*** Provided entries ***

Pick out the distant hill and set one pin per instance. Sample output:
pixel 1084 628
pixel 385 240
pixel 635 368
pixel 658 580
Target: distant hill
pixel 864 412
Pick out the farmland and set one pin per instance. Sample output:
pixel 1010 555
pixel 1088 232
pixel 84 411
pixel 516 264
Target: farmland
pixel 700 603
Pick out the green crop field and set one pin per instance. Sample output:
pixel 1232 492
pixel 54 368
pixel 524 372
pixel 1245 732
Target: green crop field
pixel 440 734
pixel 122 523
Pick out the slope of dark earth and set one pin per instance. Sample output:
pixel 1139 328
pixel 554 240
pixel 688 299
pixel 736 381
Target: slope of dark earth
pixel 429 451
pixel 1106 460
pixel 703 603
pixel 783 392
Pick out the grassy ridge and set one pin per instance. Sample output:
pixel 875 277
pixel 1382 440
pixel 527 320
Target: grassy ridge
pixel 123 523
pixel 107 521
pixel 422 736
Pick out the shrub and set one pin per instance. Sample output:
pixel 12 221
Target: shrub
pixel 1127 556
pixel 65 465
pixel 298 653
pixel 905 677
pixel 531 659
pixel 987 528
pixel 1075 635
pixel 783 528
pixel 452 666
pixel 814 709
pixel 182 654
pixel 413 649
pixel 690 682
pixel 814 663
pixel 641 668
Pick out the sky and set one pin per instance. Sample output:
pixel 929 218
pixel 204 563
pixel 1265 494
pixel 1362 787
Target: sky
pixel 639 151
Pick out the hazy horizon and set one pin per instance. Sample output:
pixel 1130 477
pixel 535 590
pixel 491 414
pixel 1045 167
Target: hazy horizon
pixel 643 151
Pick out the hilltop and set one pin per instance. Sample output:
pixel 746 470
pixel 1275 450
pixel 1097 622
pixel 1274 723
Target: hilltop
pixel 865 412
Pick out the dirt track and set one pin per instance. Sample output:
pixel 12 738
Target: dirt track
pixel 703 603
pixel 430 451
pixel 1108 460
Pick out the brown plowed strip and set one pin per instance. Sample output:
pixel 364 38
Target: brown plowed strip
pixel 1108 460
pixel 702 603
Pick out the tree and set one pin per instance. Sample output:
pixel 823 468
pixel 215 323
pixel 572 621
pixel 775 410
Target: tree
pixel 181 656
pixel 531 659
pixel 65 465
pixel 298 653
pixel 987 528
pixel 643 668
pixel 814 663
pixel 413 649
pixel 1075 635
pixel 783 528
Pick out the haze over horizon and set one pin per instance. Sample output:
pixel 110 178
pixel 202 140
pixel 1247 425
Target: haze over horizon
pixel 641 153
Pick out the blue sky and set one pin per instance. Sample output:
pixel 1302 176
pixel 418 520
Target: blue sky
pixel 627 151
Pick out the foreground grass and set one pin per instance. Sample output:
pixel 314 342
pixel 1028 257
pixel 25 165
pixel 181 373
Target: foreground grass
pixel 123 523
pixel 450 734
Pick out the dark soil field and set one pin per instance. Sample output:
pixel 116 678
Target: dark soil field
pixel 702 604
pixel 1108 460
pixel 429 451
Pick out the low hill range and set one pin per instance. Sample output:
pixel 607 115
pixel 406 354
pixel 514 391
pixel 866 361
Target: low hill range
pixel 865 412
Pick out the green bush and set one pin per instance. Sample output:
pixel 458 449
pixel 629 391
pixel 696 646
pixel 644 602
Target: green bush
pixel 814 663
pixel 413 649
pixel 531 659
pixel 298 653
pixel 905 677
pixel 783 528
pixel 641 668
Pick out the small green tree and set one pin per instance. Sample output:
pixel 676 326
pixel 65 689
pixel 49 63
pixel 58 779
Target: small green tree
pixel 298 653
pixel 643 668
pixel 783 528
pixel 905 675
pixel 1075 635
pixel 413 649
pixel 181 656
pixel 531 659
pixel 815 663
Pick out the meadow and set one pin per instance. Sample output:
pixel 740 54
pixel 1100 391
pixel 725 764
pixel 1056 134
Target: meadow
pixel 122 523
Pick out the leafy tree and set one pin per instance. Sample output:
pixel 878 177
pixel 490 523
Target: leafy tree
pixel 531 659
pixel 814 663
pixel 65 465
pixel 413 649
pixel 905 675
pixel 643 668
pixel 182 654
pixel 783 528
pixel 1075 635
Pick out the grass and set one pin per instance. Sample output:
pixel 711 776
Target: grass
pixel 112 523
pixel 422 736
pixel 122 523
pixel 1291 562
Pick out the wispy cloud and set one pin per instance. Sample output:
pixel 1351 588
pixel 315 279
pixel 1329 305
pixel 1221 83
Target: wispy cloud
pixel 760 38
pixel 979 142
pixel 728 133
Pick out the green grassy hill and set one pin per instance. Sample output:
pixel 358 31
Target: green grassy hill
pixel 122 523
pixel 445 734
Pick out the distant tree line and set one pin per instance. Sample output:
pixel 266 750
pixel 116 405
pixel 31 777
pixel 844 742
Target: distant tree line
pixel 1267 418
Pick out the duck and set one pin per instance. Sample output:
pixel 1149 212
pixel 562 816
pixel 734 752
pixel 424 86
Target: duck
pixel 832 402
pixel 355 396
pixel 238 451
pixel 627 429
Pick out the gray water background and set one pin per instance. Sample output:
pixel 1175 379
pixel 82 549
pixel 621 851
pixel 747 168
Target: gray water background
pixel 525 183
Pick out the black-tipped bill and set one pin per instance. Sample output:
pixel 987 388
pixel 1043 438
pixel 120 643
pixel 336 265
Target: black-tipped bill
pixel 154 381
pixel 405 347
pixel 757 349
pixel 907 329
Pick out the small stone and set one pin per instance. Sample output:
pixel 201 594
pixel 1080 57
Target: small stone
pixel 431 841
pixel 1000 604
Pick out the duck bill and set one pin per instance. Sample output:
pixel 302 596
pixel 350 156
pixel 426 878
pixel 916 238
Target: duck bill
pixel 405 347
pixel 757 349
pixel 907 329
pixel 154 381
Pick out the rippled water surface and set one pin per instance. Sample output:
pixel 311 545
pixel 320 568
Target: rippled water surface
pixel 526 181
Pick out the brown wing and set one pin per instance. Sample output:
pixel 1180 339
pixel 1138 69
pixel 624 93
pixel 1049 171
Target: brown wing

***

Problem details: Look above for the line holding "pixel 554 240". Print it and every line after it, exactly, through the line holding "pixel 527 320".

Solution for this task:
pixel 554 240
pixel 688 299
pixel 736 381
Target: slope of dark earth
pixel 429 451
pixel 1106 460
pixel 703 603
pixel 783 392
Pick out the grassy ridge and set one pin per instance. Sample output:
pixel 875 277
pixel 1382 440
pixel 527 320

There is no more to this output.